To be done:
Transcribe each of the entries below word for word, from the first to the last.

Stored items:
******************************
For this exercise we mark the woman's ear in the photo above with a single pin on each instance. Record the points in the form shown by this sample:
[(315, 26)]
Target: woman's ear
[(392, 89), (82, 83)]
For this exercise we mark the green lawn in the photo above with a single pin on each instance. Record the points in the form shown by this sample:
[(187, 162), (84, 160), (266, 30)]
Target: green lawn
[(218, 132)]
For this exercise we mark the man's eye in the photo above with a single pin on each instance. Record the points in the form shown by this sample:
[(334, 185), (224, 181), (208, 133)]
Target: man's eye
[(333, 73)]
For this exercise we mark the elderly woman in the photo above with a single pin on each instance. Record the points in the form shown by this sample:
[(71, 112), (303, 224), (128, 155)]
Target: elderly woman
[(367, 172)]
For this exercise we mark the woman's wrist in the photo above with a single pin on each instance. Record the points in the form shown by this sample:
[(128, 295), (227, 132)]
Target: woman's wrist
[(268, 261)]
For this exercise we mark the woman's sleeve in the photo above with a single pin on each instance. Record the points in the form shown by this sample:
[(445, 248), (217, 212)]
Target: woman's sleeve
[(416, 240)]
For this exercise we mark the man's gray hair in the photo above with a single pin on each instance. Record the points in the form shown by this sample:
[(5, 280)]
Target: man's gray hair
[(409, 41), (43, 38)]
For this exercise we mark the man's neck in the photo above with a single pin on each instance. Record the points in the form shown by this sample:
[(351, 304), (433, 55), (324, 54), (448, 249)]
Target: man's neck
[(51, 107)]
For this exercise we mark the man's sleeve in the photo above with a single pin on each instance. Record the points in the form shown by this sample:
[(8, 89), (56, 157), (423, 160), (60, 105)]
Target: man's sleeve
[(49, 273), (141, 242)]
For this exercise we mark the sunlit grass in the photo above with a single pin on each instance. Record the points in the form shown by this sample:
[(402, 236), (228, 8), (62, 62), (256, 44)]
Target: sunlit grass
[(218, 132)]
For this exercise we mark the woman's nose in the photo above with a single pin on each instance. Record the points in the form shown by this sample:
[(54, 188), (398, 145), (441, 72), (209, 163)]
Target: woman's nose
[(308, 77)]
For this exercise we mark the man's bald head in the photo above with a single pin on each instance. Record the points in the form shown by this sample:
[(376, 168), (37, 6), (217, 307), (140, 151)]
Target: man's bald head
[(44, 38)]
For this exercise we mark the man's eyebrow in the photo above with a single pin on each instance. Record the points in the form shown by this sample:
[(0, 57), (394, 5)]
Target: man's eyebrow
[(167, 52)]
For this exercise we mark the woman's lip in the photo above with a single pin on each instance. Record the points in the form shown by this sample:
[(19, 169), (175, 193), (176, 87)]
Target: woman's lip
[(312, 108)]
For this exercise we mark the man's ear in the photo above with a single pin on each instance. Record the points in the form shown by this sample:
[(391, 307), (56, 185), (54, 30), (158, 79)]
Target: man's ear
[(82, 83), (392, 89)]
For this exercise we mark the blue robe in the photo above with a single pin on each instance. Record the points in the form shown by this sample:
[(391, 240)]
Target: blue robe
******************************
Exercise output:
For this exercise we mark the woman's ear in the photo above with a single pin on each instance. Record the points in the form shown by this sample:
[(315, 26)]
Target: woman's ear
[(392, 89), (82, 83)]
For this exercise we mark the green lawn in the photo above with a single pin on each instance. Record the points in the form shown by this sample:
[(187, 162), (84, 160), (266, 30)]
Target: green lawn
[(218, 132)]
For this exercise we mark the man's eye in the photo above with a single pin on each instance. Record the points in the form shown by this sample:
[(334, 185), (224, 181), (208, 133)]
Target: man's eye
[(333, 73)]
For this exercise we mark the elderly woman in the photo above with a single pin on each instance. Record the points in the form shown by this sample:
[(71, 112), (303, 224), (128, 155)]
Target: elderly woman
[(367, 172)]
For this exercise we mark the woman's wrist in the photo above with a single pin on each instance. Record the points in the form shown by this sample:
[(128, 295), (227, 132)]
Target: woman's wrist
[(268, 261)]
For this exercise we mark the woman's sleeve in the photo above with a single pin on each instance. Record the points in the form shown by this sample:
[(445, 248), (217, 212)]
Target: woman's sleeve
[(416, 240)]
For this exercise we mark the man's gray hair in the photo above with a single pin on each instance. Record the points in the form shown by this sample:
[(5, 280)]
Target: man's gray hair
[(409, 41), (43, 38)]
For this exercise we mark the man's neck in the photo above with a single pin on each instance. Record the points in the form shown by this sample:
[(351, 304), (433, 55), (324, 54), (448, 249)]
Target: man's neck
[(51, 107)]
For this exercise we mark the man's sleeve in the photo above with a single pin on each instance. Record the points in the form shown by this sample:
[(8, 89), (56, 157), (423, 160), (60, 105)]
Target: man's sleeve
[(49, 273), (141, 242)]
For this exercise we mark the sunlit grass in the photo above with a single pin on each instance. Record the points in the form shown by this sample:
[(402, 236), (228, 8), (62, 62), (256, 44)]
Target: sunlit grass
[(218, 132)]
For this exercise we mark the woman's nose in the photo above with a single pin on each instance. Record the points in the form shown by this sample:
[(54, 188), (398, 145), (441, 72), (209, 163)]
Target: woman's nose
[(308, 77)]
For this exercise we mark the man's bald head in the photo above with a single pin on each instance. Record the points in the form shown by this sample:
[(376, 168), (37, 6), (217, 307), (140, 151)]
Target: man's bald head
[(44, 38)]
For this exercise we mark the man's eyebrow in the photo above with a single pin on each instance. Record the points in the form shown by this sample:
[(0, 57), (394, 5)]
Target: man's eyebrow
[(167, 52)]
For this exercise we mark the woman's lip in the photo above with a single pin on each instance. Record the points in the form shown by this sample:
[(19, 169), (175, 193), (176, 87)]
Target: woman's lip
[(312, 108)]
For this exercise we mark the man's ear in the photo above with a single pin on each instance. Record the points in the form shown by this sample:
[(391, 307), (56, 185), (54, 30), (158, 79)]
Target: man's ear
[(82, 83), (392, 89)]
For this exercise we mark the blue robe in the photo above with a single pin on each instance. Record the points in the form shown by this sample:
[(391, 240)]
Target: blue robe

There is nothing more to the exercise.